● **DO THIS**: Count the lines of the material below that contain the word "collar", treating uppercase and lowercase as different. Give only the number.

Dataset excerpts on pointing at objects
....

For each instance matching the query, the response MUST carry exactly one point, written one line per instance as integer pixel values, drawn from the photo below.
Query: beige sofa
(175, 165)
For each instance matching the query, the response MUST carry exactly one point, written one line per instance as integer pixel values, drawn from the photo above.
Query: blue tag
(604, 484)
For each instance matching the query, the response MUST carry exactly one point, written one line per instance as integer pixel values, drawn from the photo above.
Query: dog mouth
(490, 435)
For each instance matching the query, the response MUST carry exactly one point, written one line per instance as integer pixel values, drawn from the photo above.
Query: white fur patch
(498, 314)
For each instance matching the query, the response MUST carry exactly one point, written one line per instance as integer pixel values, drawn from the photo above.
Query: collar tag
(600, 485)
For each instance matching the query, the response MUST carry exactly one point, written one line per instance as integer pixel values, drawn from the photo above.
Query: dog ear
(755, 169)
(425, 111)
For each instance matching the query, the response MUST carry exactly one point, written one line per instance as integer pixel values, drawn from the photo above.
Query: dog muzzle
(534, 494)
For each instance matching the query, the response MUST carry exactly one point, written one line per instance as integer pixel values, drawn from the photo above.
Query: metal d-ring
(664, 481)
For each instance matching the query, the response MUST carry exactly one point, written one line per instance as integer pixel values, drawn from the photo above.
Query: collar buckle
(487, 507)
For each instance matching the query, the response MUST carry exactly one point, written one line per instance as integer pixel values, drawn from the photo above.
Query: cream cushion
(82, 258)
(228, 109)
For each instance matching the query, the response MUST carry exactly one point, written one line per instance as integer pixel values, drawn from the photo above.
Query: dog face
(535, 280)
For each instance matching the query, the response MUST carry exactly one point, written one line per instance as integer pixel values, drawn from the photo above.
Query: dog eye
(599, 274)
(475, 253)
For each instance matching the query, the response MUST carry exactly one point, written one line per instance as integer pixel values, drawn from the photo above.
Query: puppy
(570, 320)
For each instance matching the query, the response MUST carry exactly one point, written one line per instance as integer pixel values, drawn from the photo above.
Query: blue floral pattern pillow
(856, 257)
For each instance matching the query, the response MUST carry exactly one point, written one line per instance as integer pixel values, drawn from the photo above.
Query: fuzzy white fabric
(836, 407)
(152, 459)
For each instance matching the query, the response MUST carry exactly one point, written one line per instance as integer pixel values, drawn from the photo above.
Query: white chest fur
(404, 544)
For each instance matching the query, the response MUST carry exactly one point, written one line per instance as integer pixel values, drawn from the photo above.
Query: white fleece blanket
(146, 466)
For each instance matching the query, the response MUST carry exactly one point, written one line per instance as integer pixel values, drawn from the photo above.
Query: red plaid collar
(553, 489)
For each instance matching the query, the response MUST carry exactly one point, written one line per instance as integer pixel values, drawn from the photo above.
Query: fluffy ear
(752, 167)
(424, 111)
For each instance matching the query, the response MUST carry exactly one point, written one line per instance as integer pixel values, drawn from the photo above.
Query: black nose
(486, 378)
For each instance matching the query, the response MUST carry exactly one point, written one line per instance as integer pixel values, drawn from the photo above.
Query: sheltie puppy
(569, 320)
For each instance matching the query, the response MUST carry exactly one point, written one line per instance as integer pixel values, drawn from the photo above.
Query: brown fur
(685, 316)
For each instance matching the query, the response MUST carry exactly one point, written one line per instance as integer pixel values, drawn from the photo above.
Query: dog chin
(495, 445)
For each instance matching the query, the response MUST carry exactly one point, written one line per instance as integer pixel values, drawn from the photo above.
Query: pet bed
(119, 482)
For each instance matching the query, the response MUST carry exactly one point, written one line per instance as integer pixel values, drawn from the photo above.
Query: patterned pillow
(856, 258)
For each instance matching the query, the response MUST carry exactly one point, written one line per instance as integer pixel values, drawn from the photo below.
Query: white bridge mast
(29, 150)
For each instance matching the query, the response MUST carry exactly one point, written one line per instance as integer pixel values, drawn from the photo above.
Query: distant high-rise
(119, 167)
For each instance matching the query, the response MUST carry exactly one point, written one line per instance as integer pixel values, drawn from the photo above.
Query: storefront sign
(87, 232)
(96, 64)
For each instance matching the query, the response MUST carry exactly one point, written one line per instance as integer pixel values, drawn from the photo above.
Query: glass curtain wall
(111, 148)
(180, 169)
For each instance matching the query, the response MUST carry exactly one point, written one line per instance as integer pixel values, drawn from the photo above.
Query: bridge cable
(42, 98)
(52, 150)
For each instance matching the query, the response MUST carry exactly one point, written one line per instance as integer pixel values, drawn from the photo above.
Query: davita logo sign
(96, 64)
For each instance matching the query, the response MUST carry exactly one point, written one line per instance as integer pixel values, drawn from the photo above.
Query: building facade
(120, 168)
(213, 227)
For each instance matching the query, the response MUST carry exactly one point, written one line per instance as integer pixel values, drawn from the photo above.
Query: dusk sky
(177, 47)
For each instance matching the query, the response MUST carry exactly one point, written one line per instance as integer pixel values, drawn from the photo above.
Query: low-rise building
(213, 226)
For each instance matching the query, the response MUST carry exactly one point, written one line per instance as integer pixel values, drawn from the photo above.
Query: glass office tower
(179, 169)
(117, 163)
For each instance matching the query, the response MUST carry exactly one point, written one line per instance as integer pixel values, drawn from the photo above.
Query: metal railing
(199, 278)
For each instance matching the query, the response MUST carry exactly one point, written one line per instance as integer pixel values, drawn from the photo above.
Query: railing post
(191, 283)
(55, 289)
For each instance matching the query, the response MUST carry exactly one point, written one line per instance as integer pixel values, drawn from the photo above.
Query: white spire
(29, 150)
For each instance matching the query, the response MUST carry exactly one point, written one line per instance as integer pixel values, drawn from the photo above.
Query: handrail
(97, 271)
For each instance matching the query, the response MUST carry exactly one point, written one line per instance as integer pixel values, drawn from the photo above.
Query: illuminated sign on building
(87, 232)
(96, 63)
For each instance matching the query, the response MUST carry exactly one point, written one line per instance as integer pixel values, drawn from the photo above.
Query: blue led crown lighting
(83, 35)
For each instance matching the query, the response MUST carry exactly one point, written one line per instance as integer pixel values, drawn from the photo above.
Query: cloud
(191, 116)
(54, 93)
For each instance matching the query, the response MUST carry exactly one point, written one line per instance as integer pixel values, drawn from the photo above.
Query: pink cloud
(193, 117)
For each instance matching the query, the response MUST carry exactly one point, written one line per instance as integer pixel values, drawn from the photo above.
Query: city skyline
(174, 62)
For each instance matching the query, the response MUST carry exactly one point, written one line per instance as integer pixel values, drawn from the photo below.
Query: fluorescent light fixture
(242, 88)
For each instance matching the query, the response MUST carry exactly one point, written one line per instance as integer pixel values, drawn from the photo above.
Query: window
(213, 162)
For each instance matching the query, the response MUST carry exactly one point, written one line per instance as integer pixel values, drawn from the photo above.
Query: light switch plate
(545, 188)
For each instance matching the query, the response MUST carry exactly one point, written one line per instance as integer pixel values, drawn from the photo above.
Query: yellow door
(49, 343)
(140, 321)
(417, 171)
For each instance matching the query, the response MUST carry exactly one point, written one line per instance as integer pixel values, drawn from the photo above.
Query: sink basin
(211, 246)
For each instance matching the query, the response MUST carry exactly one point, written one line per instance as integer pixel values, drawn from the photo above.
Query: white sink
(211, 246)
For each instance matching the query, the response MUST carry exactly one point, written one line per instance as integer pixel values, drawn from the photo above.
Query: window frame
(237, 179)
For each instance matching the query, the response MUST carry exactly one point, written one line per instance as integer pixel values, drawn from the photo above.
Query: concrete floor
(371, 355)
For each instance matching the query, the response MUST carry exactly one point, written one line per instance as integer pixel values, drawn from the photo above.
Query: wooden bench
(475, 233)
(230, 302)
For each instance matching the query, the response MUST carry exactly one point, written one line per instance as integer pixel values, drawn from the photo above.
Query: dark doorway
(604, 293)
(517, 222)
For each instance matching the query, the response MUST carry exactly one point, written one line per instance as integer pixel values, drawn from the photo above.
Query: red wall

....

● **WORKED ANSWER**: 3